▶ **本题任务**
把下列材料从头到尾原样誊写一遍，答案中略去图片。

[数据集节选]
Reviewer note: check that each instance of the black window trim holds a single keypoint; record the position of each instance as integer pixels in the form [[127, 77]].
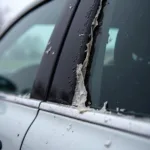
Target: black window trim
[[49, 61], [73, 53]]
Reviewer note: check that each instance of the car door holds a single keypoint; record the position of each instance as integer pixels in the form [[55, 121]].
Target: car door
[[22, 47], [88, 121]]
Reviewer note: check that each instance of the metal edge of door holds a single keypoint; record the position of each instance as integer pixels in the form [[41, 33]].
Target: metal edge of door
[[66, 128], [17, 115]]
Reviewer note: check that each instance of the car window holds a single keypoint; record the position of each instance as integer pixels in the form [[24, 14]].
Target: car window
[[21, 49], [120, 70]]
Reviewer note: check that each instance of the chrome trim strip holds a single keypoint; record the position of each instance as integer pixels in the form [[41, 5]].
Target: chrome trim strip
[[19, 100]]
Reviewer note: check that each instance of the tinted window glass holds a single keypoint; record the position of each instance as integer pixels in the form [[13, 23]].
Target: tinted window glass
[[120, 73], [21, 49]]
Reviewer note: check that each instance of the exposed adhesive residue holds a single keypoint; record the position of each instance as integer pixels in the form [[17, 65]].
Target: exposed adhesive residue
[[80, 96]]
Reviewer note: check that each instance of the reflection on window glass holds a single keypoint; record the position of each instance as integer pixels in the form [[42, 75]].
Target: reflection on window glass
[[109, 54], [120, 72], [22, 48]]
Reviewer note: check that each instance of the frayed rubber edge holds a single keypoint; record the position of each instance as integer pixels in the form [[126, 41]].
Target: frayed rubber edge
[[80, 96]]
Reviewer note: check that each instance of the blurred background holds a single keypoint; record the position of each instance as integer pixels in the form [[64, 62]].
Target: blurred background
[[9, 9]]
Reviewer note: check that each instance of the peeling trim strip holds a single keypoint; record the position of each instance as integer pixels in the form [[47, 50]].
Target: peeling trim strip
[[80, 96], [123, 123]]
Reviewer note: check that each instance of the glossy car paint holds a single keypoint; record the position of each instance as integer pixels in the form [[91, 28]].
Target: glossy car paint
[[15, 119], [66, 128]]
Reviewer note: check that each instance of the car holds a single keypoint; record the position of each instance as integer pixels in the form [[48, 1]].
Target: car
[[74, 74]]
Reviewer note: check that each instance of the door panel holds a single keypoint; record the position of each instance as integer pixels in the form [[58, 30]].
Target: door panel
[[15, 119], [56, 132]]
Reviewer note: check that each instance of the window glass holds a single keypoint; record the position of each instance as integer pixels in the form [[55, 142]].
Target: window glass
[[120, 70], [21, 49]]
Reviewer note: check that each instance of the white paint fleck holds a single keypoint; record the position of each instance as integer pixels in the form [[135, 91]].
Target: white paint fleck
[[104, 108], [81, 35], [134, 56], [122, 110], [69, 127], [70, 7], [48, 51], [108, 143], [117, 109]]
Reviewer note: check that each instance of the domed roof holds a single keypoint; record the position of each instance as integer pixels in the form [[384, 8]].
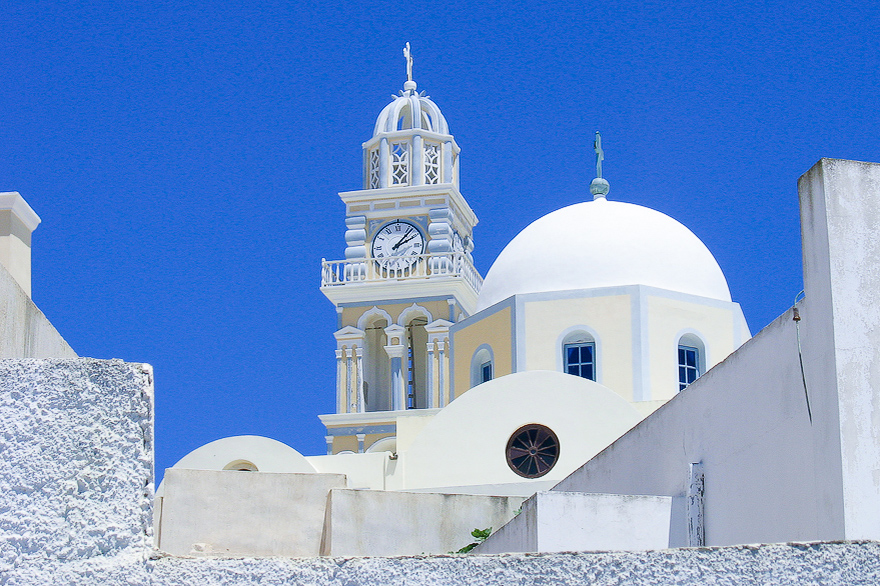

▶ **本题解答**
Reviewer note: check that each instance of the black window trim holds a single keypoint; record the position of each instance as integer pixels in the form [[127, 77]].
Target: black window trim
[[49, 61], [73, 53]]
Reviewer note: check that each instance of the car door holds a single keypoint; record the position of each instance as integer pixels in the form [[55, 121]].
Target: car door
[[22, 47], [88, 121]]
Reviewer note: check that each instance of the metal edge of door holds a single keypoint; record the position of each instance as integer pixels in the form [[41, 33]].
Target: metal edge of door
[[66, 128], [17, 115]]
Reviewer note: check that each instance of the car window holds a single keypoint; record the position of each instance as integer pixels in the form [[24, 14]].
Target: car window
[[21, 49], [120, 70]]
Reviewer note: check that each instance of the chrome trim strip holds a single keypoint; record the position of each instance as integer pixels in the form [[41, 5]].
Target: chrome trim strip
[[19, 100]]
Reviewer note: check that each instance of the tinted window glass holds a single keypoint; record the position of each instance as integer pixels in the form [[13, 23]].
Target: tinted window glass
[[120, 73], [21, 49]]
Reviewer note: check that each instance of the exposed adhesive residue holds a single keypoint; record the position of each instance as integer pixels in the form [[17, 65]].
Target: exposed adhesive residue
[[80, 96]]
Reviewer note: check that each instance of the reflection on window glass holds a single keypoint; record the position of each instance as integer pixels in the form [[42, 75]].
Target: reflection on window glass
[[109, 54], [120, 72], [22, 48]]
Reviewer note: check that each instance of the frayed rubber edge holds a single keypoint; record the position of each instance as integer pixels in the form [[126, 41]].
Target: frayed rubber edge
[[80, 96]]
Reviewer note: check that each instance of the blurred background holds a single keypoint; record the position of each instance as integer pixels in the form [[64, 62]].
Target: blurred background
[[9, 9]]
Reviewer note: check that each instance of the peeling trim strip holds a single keypoint; record the position of each instance as integer pixels in the form [[47, 50]].
Target: peeling trim strip
[[80, 96], [123, 123]]
Reviewer note: check that each instance of the glossy car paint holds a single keypoint; record the position of each instance as integer pixels in the form [[91, 28]].
Target: glossy car paint
[[15, 119], [66, 128]]
Reviewer note: check that each instance of the car holds a single keypoint; record the position of each instance as integer pixels in the form [[48, 1]].
Target: car
[[74, 74]]
Reviewer note: check that each instance of the door panel holds a single keypoint; record the position of each instance as integer pixels in the form [[58, 30]].
Target: door panel
[[15, 119], [56, 132]]
Reviewer note: check that each instance of the window glass holds a single keypoint; record the position of each instance as integer pixels in the form [[55, 142]].
Target: window glass
[[120, 70], [21, 49]]
Reviewer note: check that each instance of the white paint fleck holds a single keypoint; record the position of each instance as integer pixels in the form [[135, 91]].
Target: white paint fleck
[[104, 108], [81, 35], [134, 56], [122, 110], [69, 127], [70, 7], [48, 51], [108, 143], [117, 109]]
Reviewer note: check that each instance of the domed roof holds a single keypoint; record the position of each instance as integer pixels in the form [[384, 8]].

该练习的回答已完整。